### Dataset records
____
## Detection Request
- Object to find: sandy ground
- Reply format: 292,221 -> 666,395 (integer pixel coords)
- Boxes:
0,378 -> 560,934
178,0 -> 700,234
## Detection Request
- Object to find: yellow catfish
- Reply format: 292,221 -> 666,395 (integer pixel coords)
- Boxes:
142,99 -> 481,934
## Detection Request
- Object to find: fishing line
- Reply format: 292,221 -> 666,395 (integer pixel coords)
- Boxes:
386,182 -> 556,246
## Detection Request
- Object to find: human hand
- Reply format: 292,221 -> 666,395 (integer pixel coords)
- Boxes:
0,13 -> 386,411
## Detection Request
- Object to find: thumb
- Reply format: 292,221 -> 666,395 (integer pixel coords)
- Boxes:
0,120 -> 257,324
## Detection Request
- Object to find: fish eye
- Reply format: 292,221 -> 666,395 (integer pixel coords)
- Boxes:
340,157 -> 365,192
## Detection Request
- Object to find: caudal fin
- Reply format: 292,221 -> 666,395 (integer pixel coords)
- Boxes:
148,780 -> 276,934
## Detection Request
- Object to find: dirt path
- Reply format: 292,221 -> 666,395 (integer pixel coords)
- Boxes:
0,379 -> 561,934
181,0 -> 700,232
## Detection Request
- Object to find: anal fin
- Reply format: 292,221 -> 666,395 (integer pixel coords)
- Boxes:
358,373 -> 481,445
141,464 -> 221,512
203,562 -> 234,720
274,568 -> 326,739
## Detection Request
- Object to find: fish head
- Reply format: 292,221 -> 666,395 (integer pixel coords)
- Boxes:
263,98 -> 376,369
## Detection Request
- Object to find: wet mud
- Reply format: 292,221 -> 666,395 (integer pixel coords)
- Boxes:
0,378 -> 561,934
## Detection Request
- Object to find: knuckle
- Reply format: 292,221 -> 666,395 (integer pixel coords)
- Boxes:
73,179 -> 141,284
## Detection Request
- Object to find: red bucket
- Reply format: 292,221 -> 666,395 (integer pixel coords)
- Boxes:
____
### EXERCISE DIRECTIONS
Can you rewrite the material, from its first line through the line containing "0,120 -> 257,324", as a Markdown table with the columns Row and Line, numbering each row and leaving out blank lines?

### WRITTEN RESPONSE
| Row | Line |
|---|---|
| 1 | ## Detection Request |
| 2 | - Object to find: sandy ground |
| 3 | - Reply format: 292,221 -> 666,395 (integer pixel coords) |
| 4 | - Boxes: |
| 5 | 0,378 -> 560,934 |
| 6 | 178,0 -> 700,234 |
| 7 | ## Detection Request |
| 8 | - Object to find: yellow catfish |
| 9 | - Reply format: 292,221 -> 666,395 (integer pixel coords) |
| 10 | - Boxes: |
| 11 | 142,99 -> 481,934 |
| 12 | ## Detection Request |
| 13 | - Object to find: fishing line |
| 14 | - Reply format: 292,221 -> 666,395 (integer pixel coords) |
| 15 | - Boxes: |
| 16 | 386,182 -> 556,246 |
| 17 | ## Detection Request |
| 18 | - Object to find: human hand |
| 19 | - Reply format: 292,221 -> 666,395 (integer pixel coords) |
| 20 | - Boxes: |
| 21 | 0,13 -> 386,411 |
| 22 | ## Detection Request |
| 23 | - Object to find: thumb |
| 24 | - Reply format: 292,221 -> 666,395 (integer pixel coords) |
| 25 | - Boxes: |
| 26 | 0,120 -> 257,324 |